## WHAT TO WORK ON
Below are some records; copy each line in them that contains "dirt".

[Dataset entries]

====

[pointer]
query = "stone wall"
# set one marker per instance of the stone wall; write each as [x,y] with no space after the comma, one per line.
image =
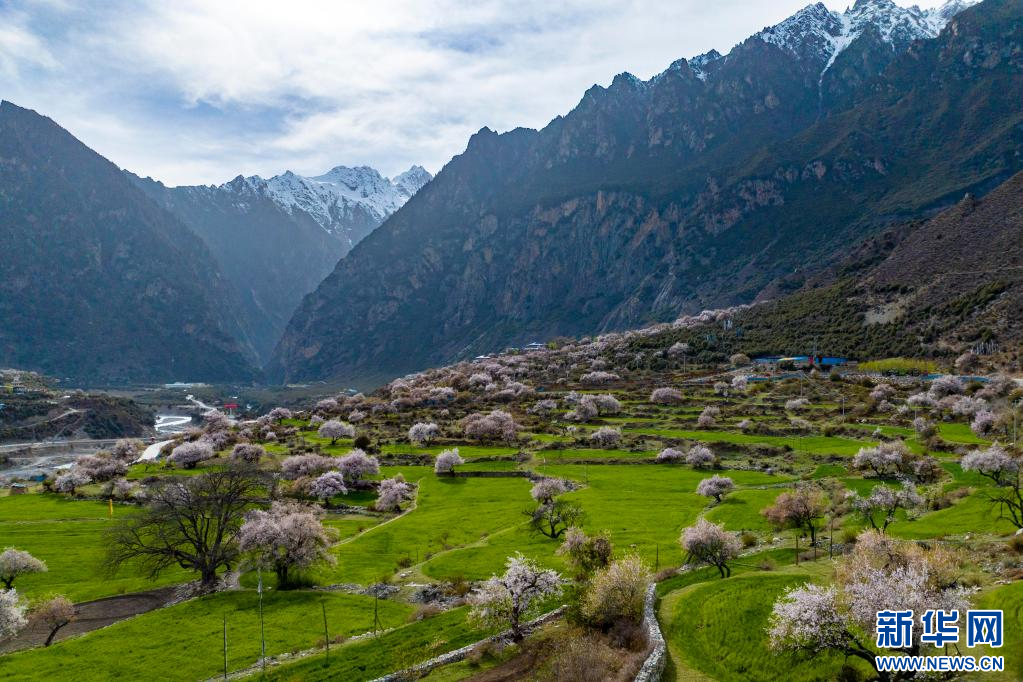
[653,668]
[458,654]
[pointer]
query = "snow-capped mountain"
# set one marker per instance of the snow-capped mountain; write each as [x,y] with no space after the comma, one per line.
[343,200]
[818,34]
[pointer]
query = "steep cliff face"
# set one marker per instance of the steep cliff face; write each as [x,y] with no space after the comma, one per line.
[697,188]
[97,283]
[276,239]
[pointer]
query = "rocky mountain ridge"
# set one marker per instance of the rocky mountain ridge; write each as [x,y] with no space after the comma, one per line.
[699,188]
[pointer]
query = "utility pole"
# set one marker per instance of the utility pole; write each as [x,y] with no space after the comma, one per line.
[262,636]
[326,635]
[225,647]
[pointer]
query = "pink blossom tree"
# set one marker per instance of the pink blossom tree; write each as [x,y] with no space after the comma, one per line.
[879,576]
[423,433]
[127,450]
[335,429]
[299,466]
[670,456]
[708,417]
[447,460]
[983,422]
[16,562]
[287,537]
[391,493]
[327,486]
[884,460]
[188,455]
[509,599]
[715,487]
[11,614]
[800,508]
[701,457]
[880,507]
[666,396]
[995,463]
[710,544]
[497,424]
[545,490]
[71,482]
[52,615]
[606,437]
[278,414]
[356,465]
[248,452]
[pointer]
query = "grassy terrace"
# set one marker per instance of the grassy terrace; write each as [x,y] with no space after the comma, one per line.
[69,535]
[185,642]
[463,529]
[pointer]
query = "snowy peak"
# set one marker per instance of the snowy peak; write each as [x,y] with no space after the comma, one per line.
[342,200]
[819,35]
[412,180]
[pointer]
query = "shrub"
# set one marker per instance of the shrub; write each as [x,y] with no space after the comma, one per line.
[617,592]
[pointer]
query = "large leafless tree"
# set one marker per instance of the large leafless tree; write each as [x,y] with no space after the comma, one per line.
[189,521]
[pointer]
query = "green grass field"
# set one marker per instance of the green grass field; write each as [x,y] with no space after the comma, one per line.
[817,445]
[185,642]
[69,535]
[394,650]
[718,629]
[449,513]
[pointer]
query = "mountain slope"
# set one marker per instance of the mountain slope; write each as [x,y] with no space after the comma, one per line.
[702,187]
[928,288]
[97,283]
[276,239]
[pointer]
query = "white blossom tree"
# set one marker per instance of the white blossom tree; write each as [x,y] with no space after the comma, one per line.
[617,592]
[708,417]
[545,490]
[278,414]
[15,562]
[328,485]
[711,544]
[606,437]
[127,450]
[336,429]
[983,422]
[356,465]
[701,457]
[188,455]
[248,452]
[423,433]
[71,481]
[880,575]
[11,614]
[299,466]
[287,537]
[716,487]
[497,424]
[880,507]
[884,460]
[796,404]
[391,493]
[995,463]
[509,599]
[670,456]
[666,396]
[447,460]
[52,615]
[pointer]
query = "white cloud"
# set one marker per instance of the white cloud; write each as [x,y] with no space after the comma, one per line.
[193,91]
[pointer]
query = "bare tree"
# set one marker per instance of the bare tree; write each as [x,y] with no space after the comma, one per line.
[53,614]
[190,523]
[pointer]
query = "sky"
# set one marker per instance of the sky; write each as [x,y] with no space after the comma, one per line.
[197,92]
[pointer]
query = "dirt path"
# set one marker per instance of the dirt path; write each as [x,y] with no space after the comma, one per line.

====

## EXPECTED ANSWER
query = "dirt path"
# set one marker per instance of the dirt path; write each as [x,y] with no space after the comma, one per line.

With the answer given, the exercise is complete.